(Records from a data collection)
*****

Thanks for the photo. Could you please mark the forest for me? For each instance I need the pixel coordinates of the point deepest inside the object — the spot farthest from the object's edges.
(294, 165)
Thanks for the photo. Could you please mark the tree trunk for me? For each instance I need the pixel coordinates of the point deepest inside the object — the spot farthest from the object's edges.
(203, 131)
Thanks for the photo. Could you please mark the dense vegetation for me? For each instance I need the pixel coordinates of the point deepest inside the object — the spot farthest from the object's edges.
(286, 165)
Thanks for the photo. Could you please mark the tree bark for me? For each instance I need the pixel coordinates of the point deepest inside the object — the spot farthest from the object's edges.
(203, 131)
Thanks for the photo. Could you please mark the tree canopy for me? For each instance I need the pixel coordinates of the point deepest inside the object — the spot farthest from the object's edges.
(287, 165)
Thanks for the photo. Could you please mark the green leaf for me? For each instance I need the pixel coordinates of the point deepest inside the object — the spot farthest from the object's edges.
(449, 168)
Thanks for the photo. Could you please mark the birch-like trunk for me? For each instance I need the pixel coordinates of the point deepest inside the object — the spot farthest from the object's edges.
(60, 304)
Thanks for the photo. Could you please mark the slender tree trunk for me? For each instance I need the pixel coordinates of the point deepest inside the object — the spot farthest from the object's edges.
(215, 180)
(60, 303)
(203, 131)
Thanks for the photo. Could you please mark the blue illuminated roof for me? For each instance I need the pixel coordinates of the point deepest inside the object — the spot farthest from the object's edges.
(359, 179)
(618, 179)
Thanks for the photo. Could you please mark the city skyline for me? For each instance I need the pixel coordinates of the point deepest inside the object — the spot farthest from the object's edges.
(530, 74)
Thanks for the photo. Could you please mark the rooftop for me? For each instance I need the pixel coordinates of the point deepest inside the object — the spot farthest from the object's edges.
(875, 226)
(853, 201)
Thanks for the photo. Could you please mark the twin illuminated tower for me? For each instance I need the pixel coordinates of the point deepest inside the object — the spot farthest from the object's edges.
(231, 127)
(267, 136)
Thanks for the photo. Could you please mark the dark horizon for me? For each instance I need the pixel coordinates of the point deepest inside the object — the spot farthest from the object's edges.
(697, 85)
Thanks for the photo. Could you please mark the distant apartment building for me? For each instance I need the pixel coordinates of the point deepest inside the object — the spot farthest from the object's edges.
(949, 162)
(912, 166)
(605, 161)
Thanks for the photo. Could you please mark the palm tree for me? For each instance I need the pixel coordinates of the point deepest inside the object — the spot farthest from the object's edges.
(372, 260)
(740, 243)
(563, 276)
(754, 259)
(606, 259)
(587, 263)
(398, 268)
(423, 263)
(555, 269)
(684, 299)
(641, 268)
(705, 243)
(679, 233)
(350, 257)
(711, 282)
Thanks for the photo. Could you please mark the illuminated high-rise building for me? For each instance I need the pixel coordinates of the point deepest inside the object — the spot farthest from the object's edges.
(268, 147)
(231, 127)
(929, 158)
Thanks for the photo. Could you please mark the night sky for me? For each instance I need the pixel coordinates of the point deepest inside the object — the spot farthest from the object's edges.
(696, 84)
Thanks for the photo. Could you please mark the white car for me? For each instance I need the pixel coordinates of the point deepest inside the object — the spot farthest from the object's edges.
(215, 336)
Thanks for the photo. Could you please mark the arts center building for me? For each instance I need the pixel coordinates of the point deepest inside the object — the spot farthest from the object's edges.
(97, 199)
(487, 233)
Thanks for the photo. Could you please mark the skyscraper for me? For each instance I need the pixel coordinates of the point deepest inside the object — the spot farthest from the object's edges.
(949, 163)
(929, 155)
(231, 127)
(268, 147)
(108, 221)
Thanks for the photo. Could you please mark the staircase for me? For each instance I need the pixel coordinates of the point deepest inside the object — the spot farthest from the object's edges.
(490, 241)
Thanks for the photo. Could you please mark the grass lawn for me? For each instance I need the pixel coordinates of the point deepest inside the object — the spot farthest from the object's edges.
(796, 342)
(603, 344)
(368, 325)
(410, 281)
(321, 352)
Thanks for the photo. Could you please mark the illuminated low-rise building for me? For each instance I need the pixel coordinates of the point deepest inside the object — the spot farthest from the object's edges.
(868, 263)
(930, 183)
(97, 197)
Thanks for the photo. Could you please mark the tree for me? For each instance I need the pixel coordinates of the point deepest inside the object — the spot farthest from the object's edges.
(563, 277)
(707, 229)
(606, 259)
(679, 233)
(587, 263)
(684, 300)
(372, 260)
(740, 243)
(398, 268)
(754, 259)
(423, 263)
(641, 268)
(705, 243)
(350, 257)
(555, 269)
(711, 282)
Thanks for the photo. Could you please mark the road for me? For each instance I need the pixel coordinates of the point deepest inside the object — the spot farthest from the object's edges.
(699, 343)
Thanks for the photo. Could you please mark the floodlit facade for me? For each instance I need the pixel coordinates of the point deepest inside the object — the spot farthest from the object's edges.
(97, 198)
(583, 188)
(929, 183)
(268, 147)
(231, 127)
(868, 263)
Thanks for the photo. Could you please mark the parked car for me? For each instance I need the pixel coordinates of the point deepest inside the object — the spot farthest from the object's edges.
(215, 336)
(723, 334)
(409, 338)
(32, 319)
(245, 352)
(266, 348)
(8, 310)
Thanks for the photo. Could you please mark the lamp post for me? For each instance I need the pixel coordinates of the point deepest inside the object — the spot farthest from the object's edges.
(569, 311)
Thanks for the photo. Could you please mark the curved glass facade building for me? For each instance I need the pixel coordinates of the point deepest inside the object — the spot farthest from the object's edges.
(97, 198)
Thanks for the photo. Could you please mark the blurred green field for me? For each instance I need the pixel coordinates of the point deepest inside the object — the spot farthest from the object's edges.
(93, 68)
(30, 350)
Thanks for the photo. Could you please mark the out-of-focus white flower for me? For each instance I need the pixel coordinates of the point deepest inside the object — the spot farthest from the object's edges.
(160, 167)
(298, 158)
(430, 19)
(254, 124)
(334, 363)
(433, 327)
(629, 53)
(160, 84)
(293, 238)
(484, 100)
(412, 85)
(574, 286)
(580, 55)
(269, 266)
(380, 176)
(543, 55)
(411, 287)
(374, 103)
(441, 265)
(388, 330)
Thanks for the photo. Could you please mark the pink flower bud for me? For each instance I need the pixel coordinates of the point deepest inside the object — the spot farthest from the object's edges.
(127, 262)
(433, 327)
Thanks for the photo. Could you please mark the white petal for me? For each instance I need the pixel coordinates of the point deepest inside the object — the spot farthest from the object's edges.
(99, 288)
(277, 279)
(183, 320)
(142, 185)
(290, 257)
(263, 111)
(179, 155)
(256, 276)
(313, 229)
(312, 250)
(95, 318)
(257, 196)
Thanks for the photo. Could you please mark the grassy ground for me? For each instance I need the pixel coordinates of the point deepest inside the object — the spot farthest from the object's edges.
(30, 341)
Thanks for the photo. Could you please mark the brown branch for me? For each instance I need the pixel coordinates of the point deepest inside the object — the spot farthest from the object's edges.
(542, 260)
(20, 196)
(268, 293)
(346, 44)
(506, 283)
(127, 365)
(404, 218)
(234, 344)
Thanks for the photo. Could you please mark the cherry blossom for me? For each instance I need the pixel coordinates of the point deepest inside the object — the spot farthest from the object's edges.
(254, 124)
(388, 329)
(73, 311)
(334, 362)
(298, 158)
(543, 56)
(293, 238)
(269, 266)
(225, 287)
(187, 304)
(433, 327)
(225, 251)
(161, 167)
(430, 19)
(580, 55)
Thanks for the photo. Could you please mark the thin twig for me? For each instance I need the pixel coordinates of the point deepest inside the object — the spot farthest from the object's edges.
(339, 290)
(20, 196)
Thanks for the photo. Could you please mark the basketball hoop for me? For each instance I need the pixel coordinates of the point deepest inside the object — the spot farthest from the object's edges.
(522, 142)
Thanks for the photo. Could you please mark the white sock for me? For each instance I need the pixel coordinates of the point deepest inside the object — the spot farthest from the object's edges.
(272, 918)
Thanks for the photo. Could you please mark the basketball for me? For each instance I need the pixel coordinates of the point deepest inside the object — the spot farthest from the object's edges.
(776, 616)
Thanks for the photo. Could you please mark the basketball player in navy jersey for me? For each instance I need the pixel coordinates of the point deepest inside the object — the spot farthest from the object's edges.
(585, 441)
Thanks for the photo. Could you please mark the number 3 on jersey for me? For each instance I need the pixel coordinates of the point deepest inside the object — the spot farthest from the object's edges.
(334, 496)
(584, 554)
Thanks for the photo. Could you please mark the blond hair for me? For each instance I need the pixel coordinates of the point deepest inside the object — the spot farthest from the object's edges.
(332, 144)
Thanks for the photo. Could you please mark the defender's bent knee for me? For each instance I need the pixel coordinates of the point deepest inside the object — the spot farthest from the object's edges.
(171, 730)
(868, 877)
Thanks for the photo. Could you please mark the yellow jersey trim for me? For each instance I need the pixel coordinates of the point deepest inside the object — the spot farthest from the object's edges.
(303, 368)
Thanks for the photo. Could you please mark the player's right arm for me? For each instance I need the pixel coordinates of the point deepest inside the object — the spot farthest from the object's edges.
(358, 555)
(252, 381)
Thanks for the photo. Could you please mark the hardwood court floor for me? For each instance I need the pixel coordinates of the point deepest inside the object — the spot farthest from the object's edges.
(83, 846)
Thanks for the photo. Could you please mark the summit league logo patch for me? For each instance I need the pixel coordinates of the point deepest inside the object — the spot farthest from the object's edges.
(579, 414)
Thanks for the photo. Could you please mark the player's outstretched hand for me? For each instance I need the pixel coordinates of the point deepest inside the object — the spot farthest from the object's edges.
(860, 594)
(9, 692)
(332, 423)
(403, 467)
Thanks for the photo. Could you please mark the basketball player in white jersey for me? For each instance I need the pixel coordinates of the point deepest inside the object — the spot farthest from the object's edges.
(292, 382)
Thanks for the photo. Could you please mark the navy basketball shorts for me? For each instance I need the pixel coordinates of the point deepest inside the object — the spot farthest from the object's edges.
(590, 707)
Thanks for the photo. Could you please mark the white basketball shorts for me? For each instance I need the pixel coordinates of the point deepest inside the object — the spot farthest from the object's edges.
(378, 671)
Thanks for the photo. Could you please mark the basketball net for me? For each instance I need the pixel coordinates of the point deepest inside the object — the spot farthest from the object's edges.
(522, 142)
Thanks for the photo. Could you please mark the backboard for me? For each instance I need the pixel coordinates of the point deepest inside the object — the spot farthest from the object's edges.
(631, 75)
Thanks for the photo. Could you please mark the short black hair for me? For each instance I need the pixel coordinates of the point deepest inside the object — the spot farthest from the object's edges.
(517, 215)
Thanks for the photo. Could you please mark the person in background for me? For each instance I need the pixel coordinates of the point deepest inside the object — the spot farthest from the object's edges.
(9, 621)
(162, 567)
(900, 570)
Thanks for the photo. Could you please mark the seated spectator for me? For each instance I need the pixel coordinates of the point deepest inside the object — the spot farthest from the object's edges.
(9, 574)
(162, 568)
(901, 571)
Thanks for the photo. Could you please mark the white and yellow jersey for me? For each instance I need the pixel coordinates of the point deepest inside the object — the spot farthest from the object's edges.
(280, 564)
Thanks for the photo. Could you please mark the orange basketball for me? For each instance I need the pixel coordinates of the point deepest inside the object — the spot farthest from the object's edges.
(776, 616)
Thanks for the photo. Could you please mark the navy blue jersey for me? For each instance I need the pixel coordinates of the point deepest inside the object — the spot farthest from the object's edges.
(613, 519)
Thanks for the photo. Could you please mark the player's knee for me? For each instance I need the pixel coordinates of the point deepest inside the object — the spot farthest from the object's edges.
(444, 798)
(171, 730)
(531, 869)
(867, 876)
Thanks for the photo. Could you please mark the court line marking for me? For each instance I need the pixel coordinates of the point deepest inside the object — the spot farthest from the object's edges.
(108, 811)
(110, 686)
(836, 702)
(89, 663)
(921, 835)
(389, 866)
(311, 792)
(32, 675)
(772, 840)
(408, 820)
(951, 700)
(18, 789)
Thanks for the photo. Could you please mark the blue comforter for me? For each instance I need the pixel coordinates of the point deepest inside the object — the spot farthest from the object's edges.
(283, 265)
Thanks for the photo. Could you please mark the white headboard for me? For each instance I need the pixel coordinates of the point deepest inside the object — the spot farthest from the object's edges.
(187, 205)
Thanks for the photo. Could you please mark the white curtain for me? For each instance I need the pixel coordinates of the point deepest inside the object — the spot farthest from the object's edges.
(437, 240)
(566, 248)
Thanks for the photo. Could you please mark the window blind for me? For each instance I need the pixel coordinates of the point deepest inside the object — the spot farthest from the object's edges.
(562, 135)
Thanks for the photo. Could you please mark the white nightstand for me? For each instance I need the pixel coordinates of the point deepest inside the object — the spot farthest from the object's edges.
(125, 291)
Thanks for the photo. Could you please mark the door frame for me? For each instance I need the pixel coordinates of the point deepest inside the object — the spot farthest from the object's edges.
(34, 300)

*****

What is being asked: All lines from the one containing "Thanks for the photo. Could you please mark the white curtain" through the final line of the records above are to be set down exactly, and no other line is to appear.

Problem solution:
Thanks for the photo. Could you please mark the white curtain for me? For each instance I need the pixel coordinates of the point deepest inside the object — the spot farthest from the object's edges.
(437, 240)
(566, 248)
Thanks for the photo. Could you please mark the window blind for me? For each instance I need the pixel coordinates of the point deepest inside the object — the spot farthest from the object's edges.
(562, 135)
Thanks for the photo. Could you please mark the white nightstand for me? For each instance I need the pixel coordinates of the point deepest inside the object — the spot farthest from the object's edges.
(125, 291)
Thanks for the photo. Could you please mark the door frame for me? For each instance I need the pixel coordinates of the point deepest inside the object — the spot farthest from the object's edges.
(34, 300)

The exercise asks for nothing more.